Le Comité spécial de la Charte entame sa session de 2018
Le Comité spécial de la Charte des Nations Unies et du raffermissement du rôle de l’Organisation, organe subsidiaire de l’Assemblée générale qui formule des recommandations pour encourager le développement progressif du droit international, a entamé, ce matin, sa session de 2018 qui durera jusqu’au 28 février et se tiendra pour l’essentiel sous forme de groupes de travail pléniers. Le débat général a tourné autour des questions relatives aux rôles respectifs de l’Assemblée générale et du Conseil de sécurité, aux sanctions, au règlement pacifique des différends et aux méthodes de travail du Comité.
Élu par consensus en début de séance, le Président, M. Omar Hilale (Maroc), a insisté sur l’importance des activités du Comité spécial en matière de règlement pacifique des différends, en particulier à un moment où les défis à la paix et la sécurité internationales sont nombreux. Rappelant que le débat thématique de la présente session serait consacré à l’« échange d’informations sur les pratiques des États concernant le recours aux négociations et aux enquêtes », il a invité le Comité à tenir des « débats sereins et constructifs dans l’esprit de la Sixième Commission -chargée des questions juridiques et qui examine le rapport annuel du Comité spécial– « connue pour son calme et sa compréhension ». Il l’a aussi exhorté à faire son possible pour adopter ses décisions par consensus.
Le débat général qu’a tenu le Comité aujourd’hui a permis à une vingtaine de ses membres de présenter leurs priorités. Ils ont également commenté les points à l’ordre du jour, fixés par la résolution 72/118 de l’Assemblée générale et qui, outre la question du règlement pacifique des différends entre États, portent sur le maintien de la paix et de la sécurité internationales sous tous ses aspects, les travaux relatifs aux Répertoires de la pratique des organes des Nations Unies et du Conseil de sécurité, ainsi que l’amélioration des méthodes de travail du Comité spécial.

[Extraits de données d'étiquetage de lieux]

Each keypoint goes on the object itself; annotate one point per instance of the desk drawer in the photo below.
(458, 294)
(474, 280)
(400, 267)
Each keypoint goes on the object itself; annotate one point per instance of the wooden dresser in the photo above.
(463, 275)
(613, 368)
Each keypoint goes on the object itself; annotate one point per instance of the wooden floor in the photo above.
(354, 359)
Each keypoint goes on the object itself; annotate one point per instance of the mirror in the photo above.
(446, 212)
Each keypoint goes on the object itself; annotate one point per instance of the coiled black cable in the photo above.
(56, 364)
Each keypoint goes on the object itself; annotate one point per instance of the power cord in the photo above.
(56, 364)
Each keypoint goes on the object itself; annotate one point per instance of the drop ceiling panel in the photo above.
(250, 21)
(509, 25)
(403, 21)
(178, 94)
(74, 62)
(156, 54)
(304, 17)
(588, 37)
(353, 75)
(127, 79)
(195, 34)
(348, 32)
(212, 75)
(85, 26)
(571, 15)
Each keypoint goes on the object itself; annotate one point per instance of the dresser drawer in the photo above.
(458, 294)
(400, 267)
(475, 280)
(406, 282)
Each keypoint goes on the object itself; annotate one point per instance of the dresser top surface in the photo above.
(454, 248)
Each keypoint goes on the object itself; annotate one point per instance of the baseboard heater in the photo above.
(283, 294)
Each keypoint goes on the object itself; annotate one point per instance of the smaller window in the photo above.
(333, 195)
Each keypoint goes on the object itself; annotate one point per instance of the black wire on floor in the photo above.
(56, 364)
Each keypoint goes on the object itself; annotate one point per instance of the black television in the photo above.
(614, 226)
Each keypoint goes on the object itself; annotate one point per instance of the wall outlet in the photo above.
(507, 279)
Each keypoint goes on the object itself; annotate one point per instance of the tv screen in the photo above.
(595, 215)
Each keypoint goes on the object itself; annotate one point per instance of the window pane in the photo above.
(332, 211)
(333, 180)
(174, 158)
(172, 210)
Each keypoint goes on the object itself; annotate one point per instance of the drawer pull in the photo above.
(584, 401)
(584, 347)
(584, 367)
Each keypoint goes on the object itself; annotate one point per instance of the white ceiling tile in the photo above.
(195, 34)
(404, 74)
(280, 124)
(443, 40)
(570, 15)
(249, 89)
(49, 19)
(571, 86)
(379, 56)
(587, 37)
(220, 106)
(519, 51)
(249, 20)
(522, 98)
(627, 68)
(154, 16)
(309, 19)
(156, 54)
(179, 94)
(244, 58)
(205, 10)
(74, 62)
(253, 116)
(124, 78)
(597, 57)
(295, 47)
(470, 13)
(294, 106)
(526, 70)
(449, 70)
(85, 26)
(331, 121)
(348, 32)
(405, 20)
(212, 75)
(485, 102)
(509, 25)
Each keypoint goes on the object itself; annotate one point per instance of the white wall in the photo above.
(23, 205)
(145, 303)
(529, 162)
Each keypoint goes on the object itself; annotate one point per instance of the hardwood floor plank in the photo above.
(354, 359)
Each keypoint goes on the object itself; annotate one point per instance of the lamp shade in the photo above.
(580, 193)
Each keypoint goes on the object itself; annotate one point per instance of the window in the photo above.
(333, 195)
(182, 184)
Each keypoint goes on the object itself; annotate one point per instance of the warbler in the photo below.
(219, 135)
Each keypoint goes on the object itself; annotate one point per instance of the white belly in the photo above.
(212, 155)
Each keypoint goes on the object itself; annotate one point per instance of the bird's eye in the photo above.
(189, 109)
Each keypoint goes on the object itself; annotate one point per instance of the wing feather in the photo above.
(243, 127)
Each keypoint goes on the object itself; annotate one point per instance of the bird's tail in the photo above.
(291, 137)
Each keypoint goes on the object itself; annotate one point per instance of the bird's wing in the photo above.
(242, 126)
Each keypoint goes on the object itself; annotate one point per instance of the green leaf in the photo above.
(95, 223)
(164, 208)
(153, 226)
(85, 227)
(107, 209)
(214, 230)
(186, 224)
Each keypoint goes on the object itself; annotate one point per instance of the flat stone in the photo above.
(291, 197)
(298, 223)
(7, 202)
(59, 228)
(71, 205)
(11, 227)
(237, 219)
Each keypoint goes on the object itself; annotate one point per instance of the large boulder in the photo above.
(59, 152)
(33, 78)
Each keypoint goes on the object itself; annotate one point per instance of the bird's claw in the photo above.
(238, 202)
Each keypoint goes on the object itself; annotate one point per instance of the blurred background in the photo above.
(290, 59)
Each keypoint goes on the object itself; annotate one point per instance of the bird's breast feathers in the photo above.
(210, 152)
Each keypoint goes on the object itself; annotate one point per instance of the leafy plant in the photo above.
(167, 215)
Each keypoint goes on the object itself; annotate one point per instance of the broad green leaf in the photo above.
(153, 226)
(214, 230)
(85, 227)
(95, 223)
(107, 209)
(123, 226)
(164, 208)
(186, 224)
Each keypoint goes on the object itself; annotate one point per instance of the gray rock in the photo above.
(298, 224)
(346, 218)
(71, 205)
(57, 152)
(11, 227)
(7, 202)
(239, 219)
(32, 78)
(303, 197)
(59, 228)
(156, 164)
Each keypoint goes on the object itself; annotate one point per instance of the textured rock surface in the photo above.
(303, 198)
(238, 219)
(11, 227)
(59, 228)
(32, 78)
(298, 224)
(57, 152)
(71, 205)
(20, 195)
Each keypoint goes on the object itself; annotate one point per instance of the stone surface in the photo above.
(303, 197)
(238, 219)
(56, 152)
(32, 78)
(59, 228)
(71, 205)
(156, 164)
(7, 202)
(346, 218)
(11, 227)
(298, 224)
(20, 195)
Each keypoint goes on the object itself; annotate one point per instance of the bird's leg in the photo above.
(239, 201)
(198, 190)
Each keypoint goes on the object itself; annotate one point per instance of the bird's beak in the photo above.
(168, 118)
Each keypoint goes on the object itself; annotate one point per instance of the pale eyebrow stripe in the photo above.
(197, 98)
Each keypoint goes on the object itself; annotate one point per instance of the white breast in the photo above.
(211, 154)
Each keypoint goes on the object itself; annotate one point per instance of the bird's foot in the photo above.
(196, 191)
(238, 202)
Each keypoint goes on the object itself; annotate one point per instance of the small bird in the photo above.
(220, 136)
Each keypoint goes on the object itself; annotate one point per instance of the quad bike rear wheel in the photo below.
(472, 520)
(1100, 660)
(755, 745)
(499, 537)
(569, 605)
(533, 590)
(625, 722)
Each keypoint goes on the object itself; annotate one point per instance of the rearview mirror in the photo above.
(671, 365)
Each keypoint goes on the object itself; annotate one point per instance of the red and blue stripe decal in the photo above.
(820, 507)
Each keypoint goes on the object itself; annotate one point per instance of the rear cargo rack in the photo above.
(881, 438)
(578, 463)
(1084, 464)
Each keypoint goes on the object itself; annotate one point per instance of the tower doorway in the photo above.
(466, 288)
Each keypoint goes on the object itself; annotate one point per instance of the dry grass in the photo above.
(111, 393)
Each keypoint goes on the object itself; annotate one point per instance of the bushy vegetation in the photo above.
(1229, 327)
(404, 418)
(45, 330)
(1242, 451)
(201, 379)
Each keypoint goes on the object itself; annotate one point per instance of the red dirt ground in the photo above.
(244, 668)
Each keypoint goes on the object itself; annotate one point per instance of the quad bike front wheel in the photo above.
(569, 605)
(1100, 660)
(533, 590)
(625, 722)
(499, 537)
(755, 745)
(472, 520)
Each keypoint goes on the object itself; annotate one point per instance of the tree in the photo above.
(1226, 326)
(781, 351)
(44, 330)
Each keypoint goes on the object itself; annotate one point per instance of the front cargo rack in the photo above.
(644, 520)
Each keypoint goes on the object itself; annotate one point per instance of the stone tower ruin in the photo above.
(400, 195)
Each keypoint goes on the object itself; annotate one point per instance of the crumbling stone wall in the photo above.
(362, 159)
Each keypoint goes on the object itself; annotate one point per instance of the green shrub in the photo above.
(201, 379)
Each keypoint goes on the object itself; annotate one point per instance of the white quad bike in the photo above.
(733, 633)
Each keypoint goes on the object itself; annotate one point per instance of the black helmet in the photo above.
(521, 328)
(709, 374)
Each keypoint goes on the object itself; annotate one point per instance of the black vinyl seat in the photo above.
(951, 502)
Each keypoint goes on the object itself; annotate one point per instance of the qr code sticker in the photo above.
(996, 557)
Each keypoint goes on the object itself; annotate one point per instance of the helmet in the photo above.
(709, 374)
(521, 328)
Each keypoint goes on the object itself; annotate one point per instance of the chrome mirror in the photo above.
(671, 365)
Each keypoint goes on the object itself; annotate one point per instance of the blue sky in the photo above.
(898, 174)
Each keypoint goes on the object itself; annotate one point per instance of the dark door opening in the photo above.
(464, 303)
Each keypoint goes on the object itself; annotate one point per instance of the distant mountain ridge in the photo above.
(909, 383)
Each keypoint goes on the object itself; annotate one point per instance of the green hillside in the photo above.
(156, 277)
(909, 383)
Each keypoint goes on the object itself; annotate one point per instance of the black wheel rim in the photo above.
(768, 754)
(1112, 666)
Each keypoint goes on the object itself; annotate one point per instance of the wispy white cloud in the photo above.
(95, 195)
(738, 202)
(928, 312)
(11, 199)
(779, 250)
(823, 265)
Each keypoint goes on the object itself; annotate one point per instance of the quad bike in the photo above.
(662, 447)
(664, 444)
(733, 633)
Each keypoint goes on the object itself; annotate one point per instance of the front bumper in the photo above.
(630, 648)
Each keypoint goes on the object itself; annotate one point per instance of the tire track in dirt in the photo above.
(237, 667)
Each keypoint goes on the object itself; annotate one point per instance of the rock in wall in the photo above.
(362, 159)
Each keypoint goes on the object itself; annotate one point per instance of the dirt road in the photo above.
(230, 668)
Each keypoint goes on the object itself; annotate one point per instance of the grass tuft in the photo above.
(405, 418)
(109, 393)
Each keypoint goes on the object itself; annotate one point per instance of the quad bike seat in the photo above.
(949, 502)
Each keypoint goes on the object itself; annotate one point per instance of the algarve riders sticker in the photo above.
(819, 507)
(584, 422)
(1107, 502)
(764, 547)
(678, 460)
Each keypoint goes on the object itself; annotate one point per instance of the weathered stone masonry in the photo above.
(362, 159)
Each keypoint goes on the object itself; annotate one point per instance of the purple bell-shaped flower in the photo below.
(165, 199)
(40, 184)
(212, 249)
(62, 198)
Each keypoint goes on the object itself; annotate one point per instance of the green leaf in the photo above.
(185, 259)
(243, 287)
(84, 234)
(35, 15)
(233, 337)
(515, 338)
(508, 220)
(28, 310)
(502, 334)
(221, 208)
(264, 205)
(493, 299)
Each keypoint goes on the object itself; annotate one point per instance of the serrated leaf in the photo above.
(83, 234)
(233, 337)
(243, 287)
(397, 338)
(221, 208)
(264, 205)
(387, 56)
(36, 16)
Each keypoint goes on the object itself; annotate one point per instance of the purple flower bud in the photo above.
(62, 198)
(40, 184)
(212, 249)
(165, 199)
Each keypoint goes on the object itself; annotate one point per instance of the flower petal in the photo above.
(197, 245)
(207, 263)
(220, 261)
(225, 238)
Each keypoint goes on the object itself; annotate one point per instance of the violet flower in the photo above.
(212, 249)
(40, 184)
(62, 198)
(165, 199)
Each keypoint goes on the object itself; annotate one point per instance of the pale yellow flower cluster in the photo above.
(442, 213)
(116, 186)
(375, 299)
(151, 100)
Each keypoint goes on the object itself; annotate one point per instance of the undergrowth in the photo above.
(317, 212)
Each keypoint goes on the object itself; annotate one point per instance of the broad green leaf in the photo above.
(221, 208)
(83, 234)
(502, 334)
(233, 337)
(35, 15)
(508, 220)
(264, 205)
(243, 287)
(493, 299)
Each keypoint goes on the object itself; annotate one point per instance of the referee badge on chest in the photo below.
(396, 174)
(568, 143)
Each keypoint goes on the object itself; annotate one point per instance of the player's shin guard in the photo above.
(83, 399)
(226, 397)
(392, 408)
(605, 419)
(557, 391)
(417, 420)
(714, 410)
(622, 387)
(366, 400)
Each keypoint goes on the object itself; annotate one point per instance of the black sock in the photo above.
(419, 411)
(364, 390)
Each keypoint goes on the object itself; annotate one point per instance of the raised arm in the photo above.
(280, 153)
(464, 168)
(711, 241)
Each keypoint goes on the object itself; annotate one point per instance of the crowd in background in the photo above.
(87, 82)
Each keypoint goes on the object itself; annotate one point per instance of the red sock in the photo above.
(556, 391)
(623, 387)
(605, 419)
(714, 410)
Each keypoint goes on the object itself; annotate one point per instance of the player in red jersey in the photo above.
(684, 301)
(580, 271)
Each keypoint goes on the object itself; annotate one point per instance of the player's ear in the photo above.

* _Consigne_
Pouvez-vous reproduire, dans le texte sur le Comité spécial de la Charte, la partie qui s'ouvre sur les mots contenant « Le Comité spécial de la Charte entame » et se ferme sur « travail du Comité. » ?

* _Exercice réalisé_
Le Comité spécial de la Charte entame sa session de 2018
Le Comité spécial de la Charte des Nations Unies et du raffermissement du rôle de l’Organisation, organe subsidiaire de l’Assemblée générale qui formule des recommandations pour encourager le développement progressif du droit international, a entamé, ce matin, sa session de 2018 qui durera jusqu’au 28 février et se tiendra pour l’essentiel sous forme de groupes de travail pléniers. Le débat général a tourné autour des questions relatives aux rôles respectifs de l’Assemblée générale et du Conseil de sécurité, aux sanctions, au règlement pacifique des différends et aux méthodes de travail du Comité.